GOAL OF THE EXERCISE – After locating the line with "85L225 120L233 129L245" in the data that follows, return it and every later line exactly, up to and including the line with "box: [171, 106, 185, 124]".

EXERCISE MATERIAL –
----

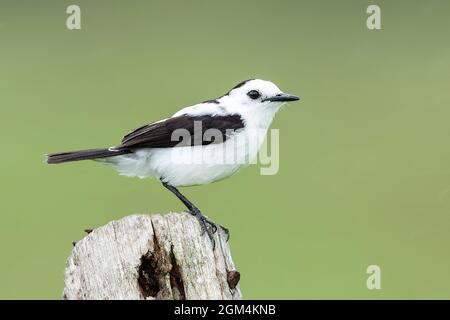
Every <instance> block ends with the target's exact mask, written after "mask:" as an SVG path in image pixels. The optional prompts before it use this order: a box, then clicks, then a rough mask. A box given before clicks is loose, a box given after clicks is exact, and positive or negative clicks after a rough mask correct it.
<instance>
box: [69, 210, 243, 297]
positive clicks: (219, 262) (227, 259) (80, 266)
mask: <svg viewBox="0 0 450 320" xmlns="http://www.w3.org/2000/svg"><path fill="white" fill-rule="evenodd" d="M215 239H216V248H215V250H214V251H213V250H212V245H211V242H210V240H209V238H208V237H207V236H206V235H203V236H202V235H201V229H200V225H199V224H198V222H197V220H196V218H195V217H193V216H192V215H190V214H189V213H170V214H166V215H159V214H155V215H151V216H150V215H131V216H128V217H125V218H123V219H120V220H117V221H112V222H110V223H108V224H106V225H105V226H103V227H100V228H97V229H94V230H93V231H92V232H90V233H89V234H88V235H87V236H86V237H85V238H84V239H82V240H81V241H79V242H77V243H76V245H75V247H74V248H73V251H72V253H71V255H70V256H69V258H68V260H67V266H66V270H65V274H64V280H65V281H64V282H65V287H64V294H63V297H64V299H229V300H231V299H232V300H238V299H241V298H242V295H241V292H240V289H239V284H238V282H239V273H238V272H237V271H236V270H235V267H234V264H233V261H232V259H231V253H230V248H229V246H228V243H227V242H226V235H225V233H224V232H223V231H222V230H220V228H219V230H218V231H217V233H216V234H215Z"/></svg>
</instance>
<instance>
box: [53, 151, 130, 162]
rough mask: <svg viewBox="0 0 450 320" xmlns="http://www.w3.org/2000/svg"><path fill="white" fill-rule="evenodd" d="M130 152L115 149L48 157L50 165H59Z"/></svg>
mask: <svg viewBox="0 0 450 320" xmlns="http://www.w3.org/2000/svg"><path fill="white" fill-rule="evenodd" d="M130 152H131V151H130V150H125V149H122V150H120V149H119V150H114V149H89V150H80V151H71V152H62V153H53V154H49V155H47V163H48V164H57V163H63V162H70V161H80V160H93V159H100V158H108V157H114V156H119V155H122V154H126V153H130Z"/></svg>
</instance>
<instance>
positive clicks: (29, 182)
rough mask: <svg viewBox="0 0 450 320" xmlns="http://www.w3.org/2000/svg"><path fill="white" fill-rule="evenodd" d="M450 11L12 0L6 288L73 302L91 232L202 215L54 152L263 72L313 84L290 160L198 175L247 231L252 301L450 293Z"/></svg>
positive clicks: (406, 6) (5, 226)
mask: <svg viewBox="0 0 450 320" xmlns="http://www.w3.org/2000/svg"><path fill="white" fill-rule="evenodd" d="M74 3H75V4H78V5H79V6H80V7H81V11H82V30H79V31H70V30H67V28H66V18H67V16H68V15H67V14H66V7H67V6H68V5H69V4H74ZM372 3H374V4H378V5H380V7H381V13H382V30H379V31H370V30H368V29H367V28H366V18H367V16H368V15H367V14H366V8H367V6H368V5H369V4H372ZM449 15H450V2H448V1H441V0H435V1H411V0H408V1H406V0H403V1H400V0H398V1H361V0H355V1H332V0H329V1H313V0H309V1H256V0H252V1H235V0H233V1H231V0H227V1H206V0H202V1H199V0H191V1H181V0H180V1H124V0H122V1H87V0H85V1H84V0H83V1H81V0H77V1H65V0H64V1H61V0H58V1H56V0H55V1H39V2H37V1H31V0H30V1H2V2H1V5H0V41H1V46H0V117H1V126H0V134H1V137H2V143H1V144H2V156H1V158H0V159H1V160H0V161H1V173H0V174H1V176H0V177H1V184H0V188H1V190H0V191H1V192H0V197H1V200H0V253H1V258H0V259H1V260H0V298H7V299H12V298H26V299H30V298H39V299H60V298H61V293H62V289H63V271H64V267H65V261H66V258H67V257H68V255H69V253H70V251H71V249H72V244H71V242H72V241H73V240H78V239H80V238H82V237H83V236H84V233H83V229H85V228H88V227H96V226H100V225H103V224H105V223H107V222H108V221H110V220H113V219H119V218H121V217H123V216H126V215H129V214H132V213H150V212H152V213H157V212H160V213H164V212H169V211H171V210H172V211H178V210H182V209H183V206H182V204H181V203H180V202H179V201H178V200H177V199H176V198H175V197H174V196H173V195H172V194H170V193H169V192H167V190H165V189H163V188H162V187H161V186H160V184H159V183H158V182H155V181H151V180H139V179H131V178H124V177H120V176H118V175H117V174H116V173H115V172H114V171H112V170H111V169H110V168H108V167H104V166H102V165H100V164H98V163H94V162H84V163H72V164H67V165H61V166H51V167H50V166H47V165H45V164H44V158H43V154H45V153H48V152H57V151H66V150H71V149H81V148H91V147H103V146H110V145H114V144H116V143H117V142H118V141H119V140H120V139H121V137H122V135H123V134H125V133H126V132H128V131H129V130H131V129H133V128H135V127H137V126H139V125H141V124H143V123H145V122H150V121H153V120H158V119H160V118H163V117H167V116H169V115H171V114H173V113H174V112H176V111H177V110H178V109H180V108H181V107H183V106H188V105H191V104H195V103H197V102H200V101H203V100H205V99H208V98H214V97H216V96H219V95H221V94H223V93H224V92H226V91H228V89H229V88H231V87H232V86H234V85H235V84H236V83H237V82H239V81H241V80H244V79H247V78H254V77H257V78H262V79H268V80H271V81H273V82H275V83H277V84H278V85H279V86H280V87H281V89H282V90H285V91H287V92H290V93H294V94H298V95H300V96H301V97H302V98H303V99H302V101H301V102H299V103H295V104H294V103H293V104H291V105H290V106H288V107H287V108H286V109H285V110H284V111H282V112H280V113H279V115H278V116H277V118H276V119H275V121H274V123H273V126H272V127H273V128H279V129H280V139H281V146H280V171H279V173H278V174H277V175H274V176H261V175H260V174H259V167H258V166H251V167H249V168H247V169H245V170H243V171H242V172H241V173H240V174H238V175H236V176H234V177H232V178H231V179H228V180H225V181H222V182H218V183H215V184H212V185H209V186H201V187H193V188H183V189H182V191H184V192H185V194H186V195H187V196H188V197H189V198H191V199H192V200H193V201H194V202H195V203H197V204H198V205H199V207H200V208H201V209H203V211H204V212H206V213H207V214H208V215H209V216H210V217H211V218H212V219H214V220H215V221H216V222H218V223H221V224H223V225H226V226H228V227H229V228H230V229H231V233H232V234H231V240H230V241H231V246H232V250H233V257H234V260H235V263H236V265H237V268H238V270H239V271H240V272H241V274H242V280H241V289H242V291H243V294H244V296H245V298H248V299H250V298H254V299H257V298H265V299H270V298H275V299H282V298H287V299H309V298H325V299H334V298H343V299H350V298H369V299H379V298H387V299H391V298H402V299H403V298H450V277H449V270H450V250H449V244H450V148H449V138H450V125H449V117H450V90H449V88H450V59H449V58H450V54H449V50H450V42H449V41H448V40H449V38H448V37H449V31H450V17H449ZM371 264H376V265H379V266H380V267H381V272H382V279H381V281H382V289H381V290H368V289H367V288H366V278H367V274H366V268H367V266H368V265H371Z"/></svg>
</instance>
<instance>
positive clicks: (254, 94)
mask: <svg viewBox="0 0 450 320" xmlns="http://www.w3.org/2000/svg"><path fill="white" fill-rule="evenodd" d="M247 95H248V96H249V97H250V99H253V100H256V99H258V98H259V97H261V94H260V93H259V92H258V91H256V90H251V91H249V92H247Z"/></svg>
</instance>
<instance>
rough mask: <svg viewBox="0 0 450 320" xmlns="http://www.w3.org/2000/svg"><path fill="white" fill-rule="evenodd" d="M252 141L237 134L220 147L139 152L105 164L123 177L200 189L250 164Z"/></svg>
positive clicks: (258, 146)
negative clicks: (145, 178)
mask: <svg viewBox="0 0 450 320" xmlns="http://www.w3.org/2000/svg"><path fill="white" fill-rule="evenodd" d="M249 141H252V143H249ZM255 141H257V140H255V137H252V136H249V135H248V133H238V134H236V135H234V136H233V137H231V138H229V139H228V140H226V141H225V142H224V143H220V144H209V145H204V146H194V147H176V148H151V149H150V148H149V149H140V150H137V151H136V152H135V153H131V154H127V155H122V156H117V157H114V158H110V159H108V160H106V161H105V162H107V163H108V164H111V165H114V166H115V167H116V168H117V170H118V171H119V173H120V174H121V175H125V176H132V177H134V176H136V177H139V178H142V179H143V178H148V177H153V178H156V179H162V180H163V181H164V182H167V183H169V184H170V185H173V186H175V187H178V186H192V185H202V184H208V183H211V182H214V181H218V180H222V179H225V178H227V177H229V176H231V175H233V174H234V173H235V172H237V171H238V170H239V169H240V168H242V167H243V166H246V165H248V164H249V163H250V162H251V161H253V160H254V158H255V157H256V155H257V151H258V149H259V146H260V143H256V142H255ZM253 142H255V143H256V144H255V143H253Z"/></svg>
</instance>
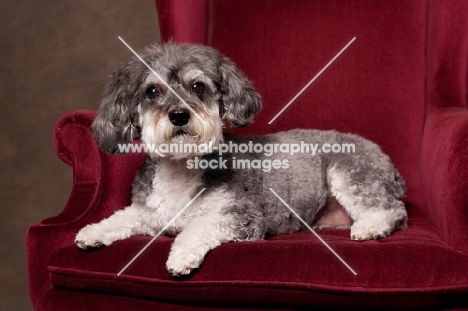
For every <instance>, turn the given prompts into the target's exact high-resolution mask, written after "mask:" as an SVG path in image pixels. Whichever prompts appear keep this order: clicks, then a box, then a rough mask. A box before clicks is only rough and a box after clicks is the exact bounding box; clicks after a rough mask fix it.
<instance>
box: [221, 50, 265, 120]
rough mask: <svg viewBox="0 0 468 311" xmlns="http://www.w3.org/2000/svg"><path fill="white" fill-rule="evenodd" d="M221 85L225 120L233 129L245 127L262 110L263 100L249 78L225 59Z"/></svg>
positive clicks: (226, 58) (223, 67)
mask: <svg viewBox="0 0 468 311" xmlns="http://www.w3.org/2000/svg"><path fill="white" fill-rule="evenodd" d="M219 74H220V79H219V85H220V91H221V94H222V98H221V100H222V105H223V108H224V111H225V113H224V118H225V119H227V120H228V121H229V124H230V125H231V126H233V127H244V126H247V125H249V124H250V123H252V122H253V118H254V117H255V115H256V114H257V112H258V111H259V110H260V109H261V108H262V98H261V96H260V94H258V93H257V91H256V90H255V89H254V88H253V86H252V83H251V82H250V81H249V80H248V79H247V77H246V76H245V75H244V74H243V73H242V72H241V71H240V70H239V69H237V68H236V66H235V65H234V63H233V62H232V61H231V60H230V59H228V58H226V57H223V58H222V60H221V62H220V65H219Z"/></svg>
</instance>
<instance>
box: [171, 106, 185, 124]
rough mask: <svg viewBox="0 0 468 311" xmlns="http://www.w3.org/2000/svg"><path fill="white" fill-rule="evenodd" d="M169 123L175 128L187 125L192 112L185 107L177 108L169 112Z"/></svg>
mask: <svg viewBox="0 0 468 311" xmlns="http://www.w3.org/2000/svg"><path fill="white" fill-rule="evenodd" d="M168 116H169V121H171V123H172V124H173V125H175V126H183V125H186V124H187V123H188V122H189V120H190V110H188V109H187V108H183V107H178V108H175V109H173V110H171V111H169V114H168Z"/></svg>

----

FINISHED TASK –
rough mask: <svg viewBox="0 0 468 311" xmlns="http://www.w3.org/2000/svg"><path fill="white" fill-rule="evenodd" d="M221 85L225 120L233 129L245 127L262 110L263 100L249 78L225 59Z"/></svg>
positive clicks: (226, 58) (223, 67)
mask: <svg viewBox="0 0 468 311" xmlns="http://www.w3.org/2000/svg"><path fill="white" fill-rule="evenodd" d="M219 74H220V79H219V85H220V91H221V94H222V98H221V100H222V105H223V108H224V111H225V113H224V118H225V119H227V120H228V121H229V124H230V125H231V126H233V127H244V126H247V125H249V124H250V123H252V122H253V118H254V117H255V115H256V114H257V112H258V111H259V110H260V109H261V108H262V98H261V96H260V94H258V93H257V91H256V90H255V89H254V88H253V86H252V83H251V82H250V81H249V80H248V79H247V77H246V76H245V75H244V74H243V73H242V72H241V71H240V70H239V69H237V68H236V66H235V65H234V63H233V62H232V61H231V60H230V59H228V58H226V57H223V58H222V60H221V62H220V65H219Z"/></svg>
</instance>
<instance>
box: [171, 106, 185, 124]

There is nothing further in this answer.